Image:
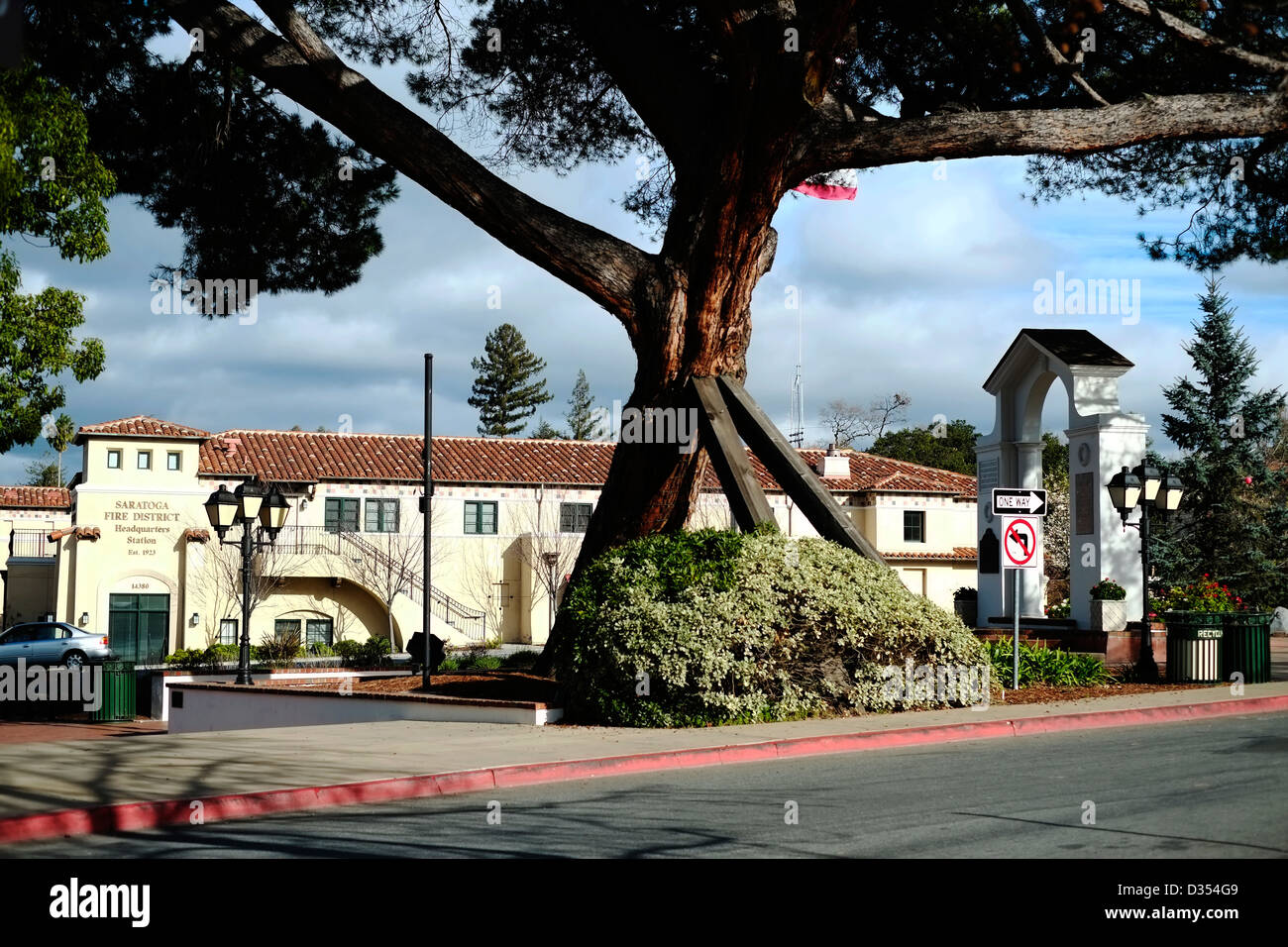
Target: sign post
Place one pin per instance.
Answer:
(1021, 544)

**********

**Problem details**
Turn every line of the material above into a JSON list of strings, one string per line, with blank lines dropped and the picture left out.

**Task output**
[
  "Image:",
  "Target: sign post",
  "Place one pin per instance.",
  "Answer:",
  "(1021, 544)"
]